**GOAL OF THE EXERCISE:** Transcribe every line of the records below word for word, and leave out the pictures.

(Labeling items for shapes in pictures)
....................

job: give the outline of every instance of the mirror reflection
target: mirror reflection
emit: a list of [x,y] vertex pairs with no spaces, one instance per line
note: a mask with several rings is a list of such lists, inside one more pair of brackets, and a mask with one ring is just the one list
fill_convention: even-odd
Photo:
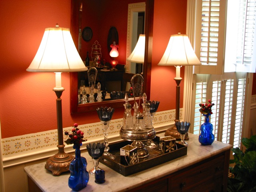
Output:
[[130,79],[142,72],[142,64],[126,59],[144,33],[145,4],[141,0],[119,1],[113,6],[110,1],[82,1],[78,50],[85,64],[96,72],[94,83],[88,71],[78,73],[79,104],[123,99],[125,93],[132,97]]
[[[107,63],[110,64],[110,60],[112,60],[110,55],[110,51],[108,50],[108,44],[112,44],[113,42],[111,42],[112,40],[110,40],[108,39],[108,34],[110,29],[112,27],[114,27],[116,29],[118,37],[118,43],[117,43],[117,40],[116,40],[116,44],[118,45],[117,49],[118,52],[118,56],[115,58],[115,60],[118,61],[118,64],[116,66],[117,70],[110,70],[110,72],[106,72],[105,73],[114,72],[117,74],[119,71],[121,71],[122,73],[122,80],[113,81],[110,80],[109,81],[104,82],[100,82],[99,80],[98,81],[101,83],[101,92],[102,97],[103,96],[105,97],[104,100],[100,102],[84,104],[78,104],[79,99],[78,97],[78,90],[80,89],[81,80],[84,80],[85,90],[86,90],[86,89],[88,90],[88,88],[87,87],[87,85],[86,84],[88,82],[88,80],[86,80],[86,78],[88,78],[86,72],[85,72],[82,75],[78,72],[70,73],[70,112],[72,114],[95,111],[97,107],[100,107],[102,106],[114,108],[123,107],[124,99],[118,99],[123,98],[124,96],[122,94],[119,94],[120,91],[121,93],[124,91],[131,91],[130,82],[131,78],[133,74],[137,72],[139,73],[142,71],[141,68],[144,78],[144,92],[146,93],[149,99],[154,0],[146,0],[146,2],[141,1],[142,0],[71,0],[70,32],[83,60],[85,61],[85,63],[87,62],[87,65],[90,65],[90,62],[86,61],[87,60],[86,59],[87,57],[87,53],[88,52],[88,57],[90,58],[90,56],[91,57],[90,53],[92,52],[92,45],[94,44],[96,41],[97,41],[98,44],[100,45],[101,48],[101,57],[99,57],[98,61],[100,59],[101,62],[105,60],[105,64],[104,63],[103,65],[102,64],[102,68],[103,68],[103,70],[106,69],[103,68],[103,66],[107,65]],[[91,6],[92,3],[95,2],[98,2],[98,3],[96,4],[96,7],[94,8]],[[89,3],[89,4],[87,4],[88,2]],[[134,4],[136,3],[138,4]],[[142,8],[141,7],[143,7]],[[134,26],[133,23],[134,20],[138,21],[137,18],[139,17],[139,13],[142,12],[145,13],[144,26],[142,28],[144,28],[146,37],[144,62],[144,64],[137,64],[136,63],[131,64],[130,62],[126,60],[126,58],[130,56],[135,46],[139,35],[138,33],[137,34],[137,37],[136,35],[133,35],[135,29],[138,28],[138,27]],[[121,17],[121,16],[123,16]],[[138,22],[135,21],[135,22]],[[86,28],[86,30],[84,30],[84,31],[87,31],[88,33],[84,34],[84,36],[82,37],[82,32]],[[135,31],[136,31],[137,30]],[[84,38],[86,41],[84,40]],[[91,58],[90,59],[91,62],[93,61]],[[140,69],[139,69],[140,66]],[[110,66],[111,64],[109,66],[110,68],[107,69],[110,69]],[[136,67],[136,66],[137,67]],[[143,67],[142,67],[142,66]],[[133,68],[137,68],[137,71],[138,72],[136,72],[136,69],[135,71],[132,71]],[[102,69],[97,69],[98,74]],[[98,75],[97,76],[99,76]],[[111,79],[111,78],[114,77],[116,78],[116,76],[108,75],[107,76]],[[83,86],[83,82],[82,82]],[[97,82],[96,83],[96,82],[95,84],[98,85],[98,82]],[[103,87],[107,88],[104,89]],[[107,89],[108,87],[112,89],[110,89],[109,90]],[[98,94],[96,92],[98,89],[98,86],[95,86],[94,89],[94,89],[94,92],[95,92],[94,93],[94,96],[96,98]],[[120,90],[121,91],[117,90]],[[88,92],[87,92],[88,91]],[[87,94],[89,94],[89,92],[90,90],[86,91],[87,97],[88,96]],[[114,96],[113,99],[111,98],[110,99],[106,98],[106,96],[107,95],[107,92],[108,93],[110,92],[110,93],[111,92],[114,93],[114,92],[117,92],[117,94]],[[104,95],[105,93],[106,95]],[[110,95],[108,96],[110,97]],[[82,97],[81,94],[80,95],[80,98],[81,97]],[[108,99],[109,99],[110,100]],[[132,104],[134,99],[130,98],[129,100],[130,103]],[[138,99],[136,98],[136,100]]]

....................

**FINAL RESULT:**
job: give the outline of every instance of the mirror reflection
target: mirror reflection
emit: a list of [x,y] vertex pairs with no spaces, one instance per line
note: a mask with several rings is a list of such lists, inside one more pair of brackets, and a mask with one ring is just the one list
fill_convention: even-odd
Photo:
Output:
[[130,79],[142,72],[142,64],[126,59],[144,33],[145,4],[141,0],[119,1],[113,6],[110,1],[82,1],[78,50],[85,64],[96,72],[94,83],[88,71],[78,73],[79,104],[123,99],[125,93],[132,97]]
[[[107,63],[110,64],[110,60],[112,60],[110,55],[110,51],[108,50],[108,44],[112,44],[113,42],[111,42],[112,40],[110,40],[108,39],[108,34],[110,29],[112,27],[114,27],[116,29],[118,37],[118,43],[117,43],[117,40],[116,40],[116,44],[118,45],[117,49],[118,52],[118,56],[115,58],[115,60],[118,61],[118,64],[116,66],[117,70],[110,70],[110,72],[106,72],[105,73],[114,72],[117,74],[119,71],[121,71],[122,73],[122,80],[113,81],[110,80],[109,81],[104,82],[100,82],[99,80],[98,81],[101,83],[101,92],[102,97],[103,96],[105,97],[104,100],[100,102],[84,104],[78,104],[79,99],[78,97],[78,90],[80,89],[81,80],[84,80],[85,90],[86,90],[86,89],[88,90],[88,88],[87,87],[87,85],[86,84],[88,82],[88,80],[86,80],[86,78],[88,78],[86,72],[85,72],[82,75],[78,72],[70,73],[70,112],[72,114],[95,111],[97,107],[100,107],[102,106],[114,108],[123,107],[124,99],[118,99],[123,98],[124,96],[122,94],[119,94],[120,91],[121,93],[124,91],[131,91],[130,82],[131,78],[133,74],[137,72],[139,73],[142,71],[141,68],[144,78],[144,92],[146,93],[149,99],[154,0],[146,0],[146,2],[141,1],[142,0],[71,0],[70,32],[83,60],[85,61],[85,63],[87,62],[87,65],[90,65],[90,62],[86,61],[87,60],[86,59],[87,57],[87,53],[88,52],[88,57],[90,58],[90,56],[91,57],[90,53],[92,52],[92,45],[94,44],[96,41],[97,41],[98,44],[100,45],[101,48],[101,57],[99,57],[98,61],[100,59],[101,62],[105,60],[105,64],[104,63],[103,65],[102,64],[102,68],[103,68],[103,70],[106,69],[103,68],[103,66],[107,65]],[[91,6],[92,3],[95,2],[98,2],[98,3],[96,4],[96,7],[94,8]],[[89,3],[89,4],[87,4],[88,2]],[[134,4],[136,3],[138,4]],[[142,8],[141,7],[143,7]],[[134,26],[133,23],[134,20],[138,21],[137,18],[139,17],[139,13],[142,12],[145,13],[144,26],[142,28],[144,28],[146,37],[144,62],[144,64],[137,64],[136,63],[131,64],[130,62],[126,60],[126,58],[130,56],[135,46],[139,35],[138,33],[137,34],[137,37],[136,35],[133,35],[135,29],[138,28],[138,27]],[[121,17],[121,16],[123,16]],[[138,22],[135,21],[135,22]],[[86,28],[86,30],[84,30],[84,31],[87,31],[88,33],[84,34],[84,36],[82,37],[82,32]],[[135,31],[136,31],[137,30]],[[84,38],[86,41],[84,40]],[[91,58],[90,59],[91,62],[93,61]],[[140,69],[139,69],[140,66]],[[110,66],[111,64],[109,66],[110,68],[107,69],[110,69]],[[136,67],[136,66],[137,67]],[[143,67],[142,67],[142,66]],[[133,68],[137,68],[137,71],[138,72],[136,72],[136,69],[135,71],[132,71]],[[102,69],[97,69],[98,74]],[[98,75],[97,76],[99,76]],[[111,79],[111,78],[114,77],[116,78],[116,76],[108,75],[107,76]],[[83,86],[83,82],[82,82]],[[97,82],[96,83],[96,82],[95,84],[98,85],[98,82]],[[103,87],[107,88],[104,89]],[[107,89],[108,87],[112,89],[110,89],[109,90]],[[98,94],[96,92],[98,89],[98,86],[95,86],[94,89],[94,89],[94,92],[95,92],[94,93],[94,96],[96,98]],[[120,90],[121,91],[117,90]],[[88,92],[87,92],[88,91]],[[87,94],[89,94],[89,92],[90,90],[86,91],[87,97],[88,96]],[[114,96],[113,99],[111,98],[110,99],[106,98],[106,96],[107,95],[107,92],[108,93],[110,92],[110,93],[111,92],[114,93],[114,92],[117,92],[117,94]],[[104,95],[105,93],[106,95]],[[110,95],[108,96],[110,97]],[[82,97],[81,94],[80,95],[80,98],[81,97]],[[108,99],[109,99],[110,100]],[[132,104],[134,99],[130,98],[129,100],[130,103]],[[138,99],[136,98],[136,100]]]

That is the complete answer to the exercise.